== RECORDS FOR THIS TASK ==
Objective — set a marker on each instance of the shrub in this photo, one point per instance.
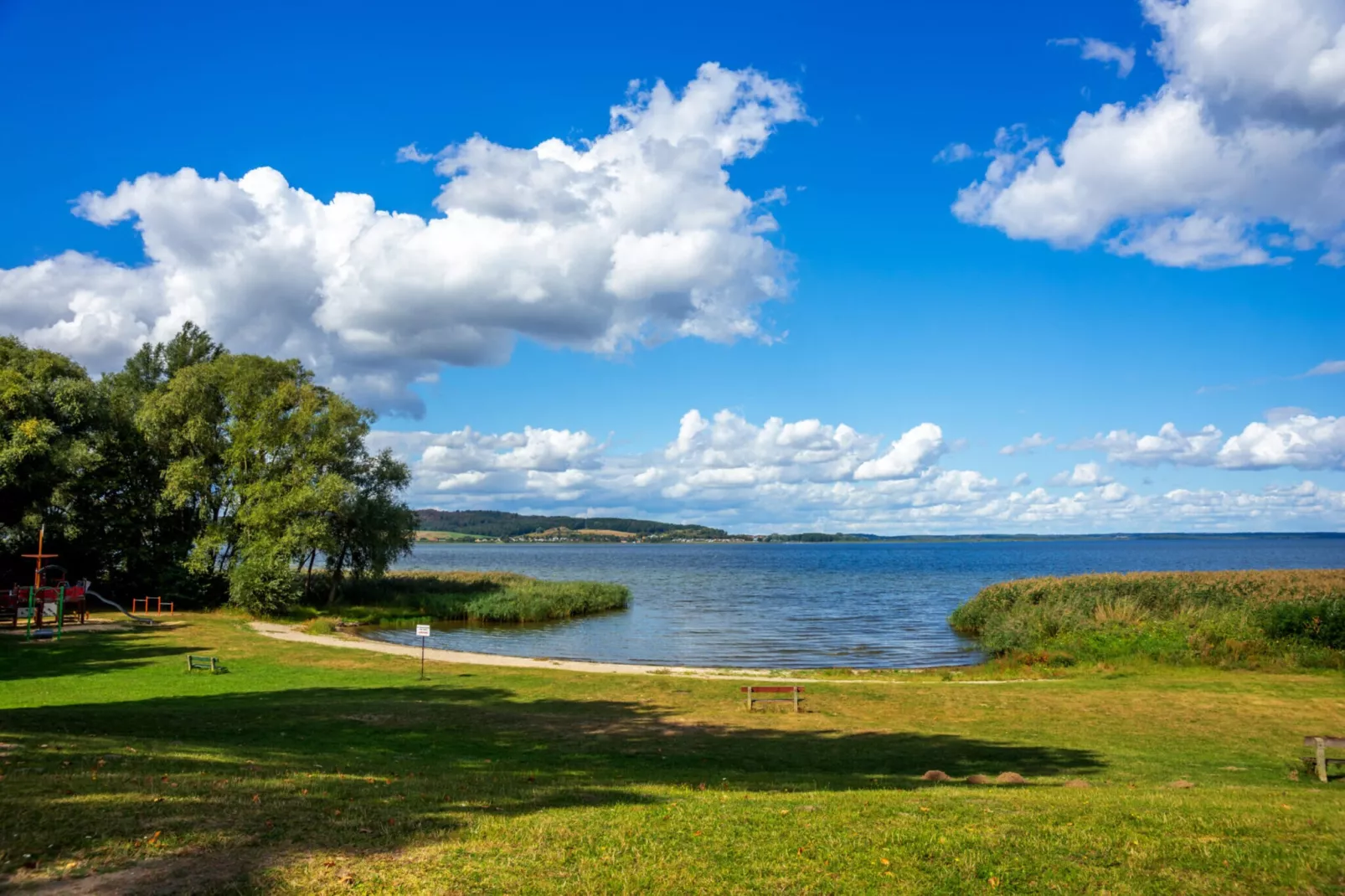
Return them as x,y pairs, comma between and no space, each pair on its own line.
470,596
1316,622
264,585
1219,618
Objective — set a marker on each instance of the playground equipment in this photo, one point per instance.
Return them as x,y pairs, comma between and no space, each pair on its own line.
144,601
42,601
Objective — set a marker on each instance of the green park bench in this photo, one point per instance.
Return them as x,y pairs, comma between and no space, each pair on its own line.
1321,759
210,663
794,690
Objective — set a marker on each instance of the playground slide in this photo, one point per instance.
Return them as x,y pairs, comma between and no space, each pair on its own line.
140,621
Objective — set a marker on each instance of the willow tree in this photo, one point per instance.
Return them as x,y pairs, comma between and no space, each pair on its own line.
266,461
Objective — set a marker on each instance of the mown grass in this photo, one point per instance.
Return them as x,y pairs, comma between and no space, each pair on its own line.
402,598
314,770
1285,618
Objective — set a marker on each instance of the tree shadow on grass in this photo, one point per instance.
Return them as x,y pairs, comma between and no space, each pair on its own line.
255,776
81,651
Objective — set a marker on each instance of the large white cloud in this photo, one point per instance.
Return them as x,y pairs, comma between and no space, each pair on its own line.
632,237
806,475
1290,439
1238,159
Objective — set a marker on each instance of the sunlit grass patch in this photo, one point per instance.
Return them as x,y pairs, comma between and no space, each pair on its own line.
310,770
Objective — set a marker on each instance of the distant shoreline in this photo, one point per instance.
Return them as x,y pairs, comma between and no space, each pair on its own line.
818,538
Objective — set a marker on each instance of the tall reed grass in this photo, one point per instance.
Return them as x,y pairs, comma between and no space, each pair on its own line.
1293,615
477,596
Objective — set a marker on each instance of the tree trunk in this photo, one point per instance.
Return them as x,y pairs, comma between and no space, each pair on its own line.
335,574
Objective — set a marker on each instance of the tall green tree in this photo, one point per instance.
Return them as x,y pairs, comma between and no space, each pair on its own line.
262,459
50,412
373,528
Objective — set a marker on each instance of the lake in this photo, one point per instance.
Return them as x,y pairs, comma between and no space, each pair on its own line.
786,605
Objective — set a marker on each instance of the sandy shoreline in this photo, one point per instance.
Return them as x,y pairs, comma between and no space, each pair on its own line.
286,632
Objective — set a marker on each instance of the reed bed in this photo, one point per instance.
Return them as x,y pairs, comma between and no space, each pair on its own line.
402,598
1296,616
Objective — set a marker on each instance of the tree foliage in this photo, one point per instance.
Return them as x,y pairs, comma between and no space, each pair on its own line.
195,472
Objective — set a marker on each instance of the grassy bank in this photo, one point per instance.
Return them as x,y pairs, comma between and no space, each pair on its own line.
1294,616
314,770
477,596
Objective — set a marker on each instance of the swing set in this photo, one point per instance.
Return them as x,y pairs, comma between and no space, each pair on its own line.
44,600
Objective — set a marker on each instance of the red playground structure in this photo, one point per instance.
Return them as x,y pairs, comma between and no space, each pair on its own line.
48,598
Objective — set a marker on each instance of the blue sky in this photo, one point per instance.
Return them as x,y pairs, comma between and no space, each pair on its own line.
1161,265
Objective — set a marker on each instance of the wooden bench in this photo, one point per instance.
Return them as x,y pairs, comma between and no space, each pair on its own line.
1321,759
202,662
794,690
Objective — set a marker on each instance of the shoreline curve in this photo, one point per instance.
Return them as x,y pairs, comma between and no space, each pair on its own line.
436,654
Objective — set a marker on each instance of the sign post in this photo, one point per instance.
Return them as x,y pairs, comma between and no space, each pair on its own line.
423,632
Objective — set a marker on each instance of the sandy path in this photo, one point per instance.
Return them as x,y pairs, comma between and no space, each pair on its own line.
286,632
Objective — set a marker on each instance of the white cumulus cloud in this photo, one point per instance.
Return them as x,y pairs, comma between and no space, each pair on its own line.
1238,159
1304,441
1327,369
1290,437
1090,474
1102,51
1028,444
1169,445
790,476
628,239
916,450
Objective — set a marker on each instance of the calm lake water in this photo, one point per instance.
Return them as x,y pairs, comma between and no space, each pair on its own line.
807,605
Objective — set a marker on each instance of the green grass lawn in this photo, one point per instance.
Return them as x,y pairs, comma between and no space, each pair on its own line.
322,770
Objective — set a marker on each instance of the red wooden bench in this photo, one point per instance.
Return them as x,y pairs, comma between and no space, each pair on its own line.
1321,759
794,690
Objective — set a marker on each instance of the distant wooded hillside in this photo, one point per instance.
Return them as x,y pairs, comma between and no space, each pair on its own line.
494,523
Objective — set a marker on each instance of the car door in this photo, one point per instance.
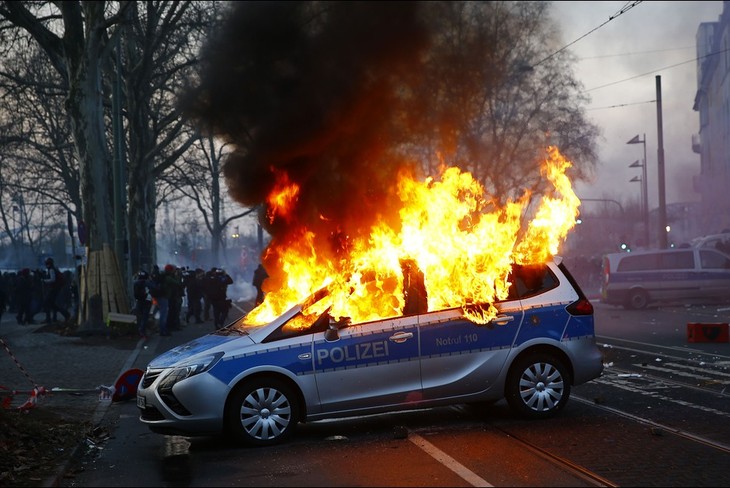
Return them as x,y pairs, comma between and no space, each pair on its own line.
460,357
368,365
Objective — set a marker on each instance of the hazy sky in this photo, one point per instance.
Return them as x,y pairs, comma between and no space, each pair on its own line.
617,65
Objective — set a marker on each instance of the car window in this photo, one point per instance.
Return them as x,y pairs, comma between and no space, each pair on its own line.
713,260
640,262
678,260
531,280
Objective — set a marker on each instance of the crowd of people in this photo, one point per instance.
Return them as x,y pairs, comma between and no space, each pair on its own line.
162,292
49,292
159,296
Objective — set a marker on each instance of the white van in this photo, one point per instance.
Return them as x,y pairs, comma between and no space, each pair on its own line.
721,242
636,279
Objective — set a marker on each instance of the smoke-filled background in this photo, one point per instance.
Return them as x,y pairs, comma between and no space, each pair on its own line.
340,97
321,93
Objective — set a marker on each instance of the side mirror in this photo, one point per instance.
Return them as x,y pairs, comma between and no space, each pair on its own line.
331,334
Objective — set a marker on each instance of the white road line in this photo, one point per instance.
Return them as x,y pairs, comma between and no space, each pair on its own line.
447,461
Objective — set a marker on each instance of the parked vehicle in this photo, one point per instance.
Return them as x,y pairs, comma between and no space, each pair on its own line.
255,383
637,279
721,242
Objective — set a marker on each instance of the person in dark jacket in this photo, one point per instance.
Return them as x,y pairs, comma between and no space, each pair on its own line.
194,290
3,297
259,275
217,289
142,302
24,297
53,285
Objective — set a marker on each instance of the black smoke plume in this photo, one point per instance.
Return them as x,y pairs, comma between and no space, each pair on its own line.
321,91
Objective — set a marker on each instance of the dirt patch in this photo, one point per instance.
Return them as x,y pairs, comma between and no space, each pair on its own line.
35,445
118,337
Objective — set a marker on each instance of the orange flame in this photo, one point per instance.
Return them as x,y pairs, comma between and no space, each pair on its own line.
282,197
462,241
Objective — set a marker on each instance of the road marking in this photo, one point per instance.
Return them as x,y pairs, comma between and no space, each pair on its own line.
447,461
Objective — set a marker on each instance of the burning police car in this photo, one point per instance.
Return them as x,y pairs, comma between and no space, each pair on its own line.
255,383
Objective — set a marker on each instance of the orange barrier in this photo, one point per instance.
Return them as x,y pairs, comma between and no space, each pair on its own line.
709,332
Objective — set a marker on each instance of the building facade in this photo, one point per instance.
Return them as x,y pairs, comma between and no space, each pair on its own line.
712,142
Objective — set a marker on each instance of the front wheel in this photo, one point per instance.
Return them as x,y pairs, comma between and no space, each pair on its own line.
262,412
538,386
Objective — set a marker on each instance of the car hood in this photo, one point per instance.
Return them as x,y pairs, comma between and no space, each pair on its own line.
207,344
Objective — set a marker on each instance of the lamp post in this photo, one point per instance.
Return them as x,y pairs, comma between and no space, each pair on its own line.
644,191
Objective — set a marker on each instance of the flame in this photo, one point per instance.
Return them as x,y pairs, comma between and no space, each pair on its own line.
462,241
282,197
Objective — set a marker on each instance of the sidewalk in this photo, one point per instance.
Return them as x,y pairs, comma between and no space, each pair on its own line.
34,357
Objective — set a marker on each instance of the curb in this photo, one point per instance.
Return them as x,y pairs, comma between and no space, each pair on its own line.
98,415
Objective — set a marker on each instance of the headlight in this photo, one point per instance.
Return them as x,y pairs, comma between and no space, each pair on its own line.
197,366
181,372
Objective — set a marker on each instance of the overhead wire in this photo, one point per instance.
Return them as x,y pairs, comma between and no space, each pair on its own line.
693,60
623,10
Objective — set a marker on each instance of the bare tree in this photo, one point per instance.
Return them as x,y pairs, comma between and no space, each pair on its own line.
40,178
199,178
160,42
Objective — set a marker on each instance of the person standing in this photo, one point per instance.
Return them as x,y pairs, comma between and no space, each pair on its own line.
176,292
217,288
3,297
53,284
142,302
259,275
24,297
206,299
194,289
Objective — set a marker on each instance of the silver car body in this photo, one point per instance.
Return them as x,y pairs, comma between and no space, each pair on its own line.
417,361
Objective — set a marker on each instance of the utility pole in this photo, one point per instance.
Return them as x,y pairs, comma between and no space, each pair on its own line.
660,167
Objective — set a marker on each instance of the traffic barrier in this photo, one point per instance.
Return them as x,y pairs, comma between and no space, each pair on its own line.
708,332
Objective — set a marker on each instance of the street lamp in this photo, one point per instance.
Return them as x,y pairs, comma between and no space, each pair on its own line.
644,191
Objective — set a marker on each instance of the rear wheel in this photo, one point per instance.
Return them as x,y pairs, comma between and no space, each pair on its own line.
637,299
538,385
262,412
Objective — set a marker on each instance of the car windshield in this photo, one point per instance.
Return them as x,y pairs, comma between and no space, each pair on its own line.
312,314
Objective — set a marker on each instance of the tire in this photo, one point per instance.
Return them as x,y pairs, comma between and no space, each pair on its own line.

== PROBLEM REQUIREMENTS ==
Look over the material above and show each line where "cloud" appears.

== COMPLETED EXERCISE ==
Objective — set a marker on each instance of the large white cloud in this photo, one point per instance.
Objective — set a marker on each instance of the white cumulus cloud in this photo, one point per instance.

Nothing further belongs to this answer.